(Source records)
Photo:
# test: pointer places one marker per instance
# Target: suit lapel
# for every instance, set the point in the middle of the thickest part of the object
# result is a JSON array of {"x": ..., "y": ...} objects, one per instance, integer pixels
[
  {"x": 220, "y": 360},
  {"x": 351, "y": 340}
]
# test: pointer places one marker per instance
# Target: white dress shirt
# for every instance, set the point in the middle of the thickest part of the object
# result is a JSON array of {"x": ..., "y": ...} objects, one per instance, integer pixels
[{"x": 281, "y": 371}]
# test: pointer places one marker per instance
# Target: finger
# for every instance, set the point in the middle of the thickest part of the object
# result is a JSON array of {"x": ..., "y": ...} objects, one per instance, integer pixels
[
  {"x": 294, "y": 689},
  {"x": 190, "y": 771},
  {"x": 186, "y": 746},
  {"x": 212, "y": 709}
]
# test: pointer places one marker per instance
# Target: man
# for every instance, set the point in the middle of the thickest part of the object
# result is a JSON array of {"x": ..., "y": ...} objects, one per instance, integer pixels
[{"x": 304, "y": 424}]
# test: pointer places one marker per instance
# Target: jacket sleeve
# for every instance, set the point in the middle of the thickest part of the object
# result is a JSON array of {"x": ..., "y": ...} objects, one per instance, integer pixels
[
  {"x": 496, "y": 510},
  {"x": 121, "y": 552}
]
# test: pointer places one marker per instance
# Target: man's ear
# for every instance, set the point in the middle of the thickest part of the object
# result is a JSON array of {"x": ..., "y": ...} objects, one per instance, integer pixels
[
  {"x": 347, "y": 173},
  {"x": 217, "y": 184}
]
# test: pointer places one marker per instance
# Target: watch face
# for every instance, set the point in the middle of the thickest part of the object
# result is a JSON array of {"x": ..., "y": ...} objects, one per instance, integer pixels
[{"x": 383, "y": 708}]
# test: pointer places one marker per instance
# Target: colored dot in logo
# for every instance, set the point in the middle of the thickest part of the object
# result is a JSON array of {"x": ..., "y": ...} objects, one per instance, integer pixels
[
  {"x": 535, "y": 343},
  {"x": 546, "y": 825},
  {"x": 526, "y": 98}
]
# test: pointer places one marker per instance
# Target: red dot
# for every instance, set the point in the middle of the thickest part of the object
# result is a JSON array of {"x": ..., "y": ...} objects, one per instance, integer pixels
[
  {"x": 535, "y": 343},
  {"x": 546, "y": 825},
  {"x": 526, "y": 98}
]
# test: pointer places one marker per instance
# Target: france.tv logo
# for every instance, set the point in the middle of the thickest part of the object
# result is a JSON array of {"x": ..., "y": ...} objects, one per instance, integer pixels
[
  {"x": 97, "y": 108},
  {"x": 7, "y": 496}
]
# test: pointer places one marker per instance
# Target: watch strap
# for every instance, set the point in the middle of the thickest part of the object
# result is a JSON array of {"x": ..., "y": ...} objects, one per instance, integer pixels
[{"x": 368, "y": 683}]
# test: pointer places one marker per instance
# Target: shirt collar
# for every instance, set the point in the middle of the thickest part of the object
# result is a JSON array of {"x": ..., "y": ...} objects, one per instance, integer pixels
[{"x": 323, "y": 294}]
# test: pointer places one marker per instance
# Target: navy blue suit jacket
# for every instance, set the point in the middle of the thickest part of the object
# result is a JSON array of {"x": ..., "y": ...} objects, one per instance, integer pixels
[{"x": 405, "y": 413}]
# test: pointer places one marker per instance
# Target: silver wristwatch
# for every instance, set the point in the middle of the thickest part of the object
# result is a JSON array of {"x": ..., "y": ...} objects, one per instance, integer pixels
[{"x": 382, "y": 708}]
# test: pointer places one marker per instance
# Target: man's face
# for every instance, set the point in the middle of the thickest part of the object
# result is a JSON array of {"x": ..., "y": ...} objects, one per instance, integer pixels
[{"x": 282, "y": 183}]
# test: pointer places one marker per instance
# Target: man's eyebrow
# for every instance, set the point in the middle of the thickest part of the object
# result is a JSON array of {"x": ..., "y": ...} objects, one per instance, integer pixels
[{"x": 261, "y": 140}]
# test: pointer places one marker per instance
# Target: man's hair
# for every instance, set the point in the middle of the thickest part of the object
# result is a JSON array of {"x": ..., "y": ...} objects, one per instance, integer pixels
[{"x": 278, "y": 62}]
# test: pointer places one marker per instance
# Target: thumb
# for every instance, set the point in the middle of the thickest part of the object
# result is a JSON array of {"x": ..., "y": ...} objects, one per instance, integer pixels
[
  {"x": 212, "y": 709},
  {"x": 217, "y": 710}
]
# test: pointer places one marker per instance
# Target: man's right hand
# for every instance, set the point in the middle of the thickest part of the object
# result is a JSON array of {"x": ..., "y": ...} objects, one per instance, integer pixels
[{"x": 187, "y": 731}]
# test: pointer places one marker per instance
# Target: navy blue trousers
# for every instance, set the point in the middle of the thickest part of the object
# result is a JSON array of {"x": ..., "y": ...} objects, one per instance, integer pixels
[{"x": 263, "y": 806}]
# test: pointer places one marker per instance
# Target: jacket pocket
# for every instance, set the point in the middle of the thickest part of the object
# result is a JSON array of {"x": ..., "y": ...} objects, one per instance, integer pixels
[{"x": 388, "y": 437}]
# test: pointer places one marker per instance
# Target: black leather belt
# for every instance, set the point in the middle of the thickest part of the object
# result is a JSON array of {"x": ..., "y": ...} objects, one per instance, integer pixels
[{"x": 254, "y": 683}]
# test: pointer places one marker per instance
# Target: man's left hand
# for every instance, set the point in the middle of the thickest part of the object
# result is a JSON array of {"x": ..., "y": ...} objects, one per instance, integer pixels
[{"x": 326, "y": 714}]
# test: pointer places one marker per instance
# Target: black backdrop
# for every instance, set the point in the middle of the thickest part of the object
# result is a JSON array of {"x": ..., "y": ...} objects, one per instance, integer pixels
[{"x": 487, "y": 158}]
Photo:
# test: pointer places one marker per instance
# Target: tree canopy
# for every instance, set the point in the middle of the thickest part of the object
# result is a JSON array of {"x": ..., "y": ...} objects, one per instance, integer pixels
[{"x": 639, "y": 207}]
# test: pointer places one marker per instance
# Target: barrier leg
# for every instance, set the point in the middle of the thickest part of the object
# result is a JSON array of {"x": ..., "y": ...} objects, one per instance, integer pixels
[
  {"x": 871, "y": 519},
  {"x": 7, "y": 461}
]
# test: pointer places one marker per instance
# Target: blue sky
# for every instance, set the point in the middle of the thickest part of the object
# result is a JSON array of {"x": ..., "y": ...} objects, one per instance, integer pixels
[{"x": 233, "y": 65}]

Directions. The answer must reproduce every record exactly.

Solution to this exercise.
Photo:
# test: pointer places one marker per instance
# Target: suit lapel
# for every instance, set the point in the middle of the thickest part of the object
# result is a JSON array of {"x": ..., "y": ...} objects, one per instance, integer pixels
[
  {"x": 220, "y": 360},
  {"x": 351, "y": 340}
]
# test: pointer places one marker per instance
# Target: white dress shirt
# for every instance, set the point in the middle of the thickest part of the object
# result is a JSON array of {"x": ..., "y": ...} objects, one per instance, integer pixels
[{"x": 281, "y": 371}]
# test: pointer places one marker per instance
# Target: finger
# for every instance, set the point in the middle of the thickest part of the object
# result is a JSON array of {"x": ..., "y": ...} objects, one per instance, integer pixels
[
  {"x": 294, "y": 689},
  {"x": 190, "y": 771},
  {"x": 186, "y": 746},
  {"x": 212, "y": 709}
]
# test: pointer places one marker per instance
# Target: man
# for every instance, set the point in the middle of the thickest part of the object
# result is a JSON array of {"x": ..., "y": ...} objects, one per instance, integer pixels
[{"x": 304, "y": 424}]
# test: pointer places one marker per instance
# Target: jacket sleeve
# for every instance, set the point in the middle of the thickest part of the object
# result is a JSON array of {"x": ..., "y": ...} objects, one per instance, integer pixels
[
  {"x": 496, "y": 510},
  {"x": 121, "y": 552}
]
# test: pointer places one marker per instance
# Target: man's ear
# for every instance, set the point in the middle of the thickest part of the object
# result is a JSON array of {"x": ..., "y": ...} objects, one per instance, integer pixels
[
  {"x": 347, "y": 173},
  {"x": 217, "y": 184}
]
# test: pointer places one marker per instance
# Target: watch face
# for every instance, set the point in the middle of the thickest part of the object
# result is a JSON array of {"x": ..., "y": ...} objects, one per instance, integer pixels
[{"x": 383, "y": 708}]
# test: pointer places one marker per instance
# Target: colored dot in logo
# for every instance, set the point in the middle of the thickest part of the object
# result is a JSON array of {"x": ..., "y": ...} objects, one per instance, integer pixels
[
  {"x": 535, "y": 343},
  {"x": 546, "y": 825},
  {"x": 526, "y": 98}
]
# test: pointer places one marker per instance
# Target: red dot
# for every instance, set the point in the middle of the thickest part of the object
# result is a JSON array of {"x": ..., "y": ...} objects, one per instance, integer pixels
[
  {"x": 535, "y": 343},
  {"x": 546, "y": 825},
  {"x": 526, "y": 98}
]
# test: pointer places one marker per instance
# Target: france.tv logo
# for every instance, set the point in the middle of the thickest part of the object
# result is a JSON array of {"x": ..., "y": ...} objects, one per instance, integer pixels
[
  {"x": 97, "y": 108},
  {"x": 7, "y": 496}
]
# test: pointer places one marker per instance
# Target: watch strap
# for every instance, set the point in the middle of the thickest part of the object
# result is a JSON array of {"x": ..., "y": ...} objects, one per instance, integer pixels
[{"x": 368, "y": 683}]
# test: pointer places one marker per instance
# Target: shirt collar
# for every instance, set the point in the middle of the thickest part of the object
# result is a JSON array of {"x": ..., "y": ...} objects, one per instance, integer pixels
[{"x": 323, "y": 294}]
# test: pointer places one marker per instance
# Target: navy blue suit jacket
# for every instance, set the point in the middle of the thickest part of the object
# result is a JSON array of {"x": ..., "y": ...} objects, one per instance, integer pixels
[{"x": 405, "y": 413}]
# test: pointer places one marker per instance
# Target: silver wristwatch
# for every instance, set the point in the middle of the thickest part of the object
# result is a JSON array of {"x": ..., "y": ...} objects, one per instance, integer pixels
[{"x": 382, "y": 708}]
# test: pointer places one marker per instance
# Target: man's face
# for every instance, set the point in the middle of the thickest part of the object
# result is a JSON array of {"x": ..., "y": ...} objects, one per instance, integer pixels
[{"x": 282, "y": 183}]
# test: pointer places one marker per instance
# Target: man's eyebrow
# for every instance, set the point in the middle of the thickest part of the object
# result is a JSON array of {"x": ..., "y": ...} objects, one per instance, integer pixels
[{"x": 261, "y": 140}]
# test: pointer places one marker per instance
# Target: man's hair
# for every instance, set the point in the middle of the thickest part of the object
# result is a JSON array of {"x": ..., "y": ...} objects, one per instance, integer pixels
[{"x": 278, "y": 62}]
# test: pointer places one marker per instance
# Target: thumb
# for every instance, set the point in the middle of the thickest part of the object
# result is a JSON array of {"x": ..., "y": ...} objects, one per instance, integer pixels
[
  {"x": 212, "y": 709},
  {"x": 217, "y": 710}
]
# test: pointer places one marker per instance
# Target: man's right hand
# for every instance, set the point in the middle of the thickest part of the object
# result is a JSON array of {"x": ..., "y": ...} objects, one per instance, integer pixels
[{"x": 187, "y": 731}]
# test: pointer places one marker per instance
# Target: navy blue trousers
# for every instance, set the point in the middle of the thickest part of the object
# result is a JSON array of {"x": ..., "y": ...} objects, one per instance, integer pixels
[{"x": 263, "y": 806}]
# test: pointer places one marker per instance
# Target: jacket pocket
# for every instance, set the point in the middle of the thickest part of the object
# result is a JSON array of {"x": ..., "y": ...} objects, one per instance, integer pixels
[{"x": 388, "y": 437}]
# test: pointer places one marker per instance
# Target: black leather belt
# for every instance, set the point in the middle of the thickest part of the object
# result is a JSON array of {"x": ..., "y": ...} objects, one per instance, integer pixels
[{"x": 254, "y": 683}]
# test: pointer places one marker per instance
# Target: man's left hand
# for every instance, set the point in the middle of the thickest part of the object
# result is a JSON array of {"x": ..., "y": ...} objects, one per instance, integer pixels
[{"x": 326, "y": 714}]
# test: pointer places one marker per instance
# Target: black backdrop
# for every instance, set the point in the middle of the thickest part of the object
# result is a JSON array of {"x": ..., "y": ...} objects, one per instance, integer pixels
[{"x": 487, "y": 158}]
Photo:
# test: pointer places one marker per instance
# Target: tree canopy
# for every instance, set the point in the middle of the thickest part of the object
# result is a JSON array of {"x": ..., "y": ...} objects, one per instance, integer pixels
[{"x": 639, "y": 207}]
# test: pointer places one marker per instance
# Target: barrier leg
# for every instance, set the point in the middle of the thickest part of the object
# result is a JSON array of {"x": ..., "y": ...} objects, one per instance, integer pixels
[
  {"x": 871, "y": 519},
  {"x": 7, "y": 461}
]
# test: pointer places one marker per instance
# Target: blue sky
# for every instance, set the point in the middle of the thickest part of the object
# result is a JSON array of {"x": ..., "y": ...} objects, one per instance, integer pixels
[{"x": 233, "y": 65}]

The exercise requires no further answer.